Work task => Show every line in the rows below that contains the word "positive".

========

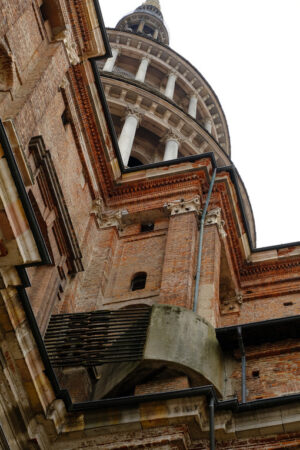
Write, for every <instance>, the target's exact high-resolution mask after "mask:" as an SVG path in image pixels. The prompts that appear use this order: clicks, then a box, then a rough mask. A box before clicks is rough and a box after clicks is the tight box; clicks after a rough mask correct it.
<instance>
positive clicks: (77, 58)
mask: <svg viewBox="0 0 300 450" xmlns="http://www.w3.org/2000/svg"><path fill="white" fill-rule="evenodd" d="M55 39H56V40H57V41H63V43H64V44H65V47H66V51H67V55H68V58H69V60H70V63H71V64H72V65H73V66H75V65H76V64H78V63H79V62H80V58H79V56H78V53H77V47H76V44H75V41H74V38H73V35H72V32H71V27H70V25H67V26H66V29H65V30H63V31H61V32H60V33H59V34H58V35H57V36H55Z"/></svg>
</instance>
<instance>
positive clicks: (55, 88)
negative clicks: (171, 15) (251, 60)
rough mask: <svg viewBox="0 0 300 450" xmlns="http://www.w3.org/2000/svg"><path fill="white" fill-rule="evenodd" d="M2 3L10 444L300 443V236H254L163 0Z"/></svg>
mask: <svg viewBox="0 0 300 450" xmlns="http://www.w3.org/2000/svg"><path fill="white" fill-rule="evenodd" d="M1 19H2V20H1V26H0V31H1V43H0V56H1V57H0V66H1V70H0V111H1V114H0V117H1V124H0V125H1V126H0V142H1V146H0V199H1V200H0V289H1V290H0V308H1V314H0V331H1V340H0V365H1V366H0V425H1V427H0V444H1V446H2V448H4V449H12V450H14V449H56V450H59V449H74V450H75V449H86V448H88V449H98V448H99V449H103V450H112V449H115V450H117V449H125V448H126V449H130V450H131V449H141V448H144V449H145V448H156V449H162V450H167V449H191V450H200V449H213V448H220V449H224V448H227V449H245V448H249V449H279V448H300V432H299V429H300V401H299V400H300V395H299V391H300V360H299V334H300V331H299V324H300V319H299V313H300V243H294V244H288V245H281V246H274V247H270V248H261V249H257V248H256V246H255V225H254V219H253V215H252V210H251V205H250V202H249V199H248V196H247V192H246V189H245V187H244V184H243V182H242V180H241V178H240V176H239V174H238V172H237V171H236V169H235V167H234V166H233V164H232V161H231V159H230V140H229V133H228V127H227V122H226V118H225V115H224V112H223V110H222V107H221V105H220V103H219V100H218V98H217V96H216V94H215V93H214V91H213V90H212V88H211V87H210V85H209V84H208V83H207V81H206V80H205V79H204V78H203V77H202V75H201V74H200V73H199V72H198V71H197V69H196V68H195V67H193V66H192V65H191V64H190V63H189V62H188V61H186V60H185V59H184V58H183V57H182V56H180V55H178V54H177V53H176V52H174V51H173V50H172V49H171V47H170V46H169V37H168V32H167V29H166V27H165V24H164V18H163V15H162V12H161V8H160V4H159V1H158V0H147V1H145V2H144V3H143V4H142V5H140V6H138V7H137V9H136V10H135V11H134V12H132V13H130V14H128V15H127V16H125V17H124V18H122V19H121V20H120V21H119V23H118V24H117V26H116V28H115V29H108V30H105V28H104V25H103V21H102V16H101V11H100V8H99V5H98V2H97V0H94V1H93V0H81V1H78V0H56V1H51V0H44V1H42V0H14V1H12V0H7V1H5V2H2V4H1Z"/></svg>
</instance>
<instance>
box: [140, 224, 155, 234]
mask: <svg viewBox="0 0 300 450" xmlns="http://www.w3.org/2000/svg"><path fill="white" fill-rule="evenodd" d="M153 230H154V223H153V222H148V223H142V225H141V232H142V233H148V232H149V231H153Z"/></svg>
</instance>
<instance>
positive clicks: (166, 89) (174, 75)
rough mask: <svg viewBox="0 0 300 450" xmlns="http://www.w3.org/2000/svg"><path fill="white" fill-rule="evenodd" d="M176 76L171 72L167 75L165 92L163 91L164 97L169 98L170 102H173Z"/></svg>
mask: <svg viewBox="0 0 300 450" xmlns="http://www.w3.org/2000/svg"><path fill="white" fill-rule="evenodd" d="M176 78H177V75H176V73H174V72H171V73H170V74H169V78H168V82H167V86H166V90H165V96H166V97H169V98H170V99H171V100H173V95H174V89H175V82H176Z"/></svg>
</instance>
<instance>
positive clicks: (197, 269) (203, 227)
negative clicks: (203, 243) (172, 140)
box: [193, 168, 217, 312]
mask: <svg viewBox="0 0 300 450" xmlns="http://www.w3.org/2000/svg"><path fill="white" fill-rule="evenodd" d="M216 174H217V169H216V168H215V169H214V171H213V174H212V177H211V180H210V186H209V190H208V194H207V197H206V202H205V206H204V209H203V212H202V216H201V221H200V236H199V246H198V258H197V272H196V283H195V294H194V307H193V311H194V312H197V306H198V296H199V283H200V272H201V262H202V248H203V234H204V222H205V217H206V213H207V209H208V205H209V202H210V197H211V193H212V190H213V187H214V184H215V179H216Z"/></svg>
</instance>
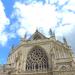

========

Exercise answer =>
positive clicks: (77, 58)
positive clicks: (55, 88)
positive clicks: (166, 89) (174, 75)
positive clicks: (197, 269) (203, 227)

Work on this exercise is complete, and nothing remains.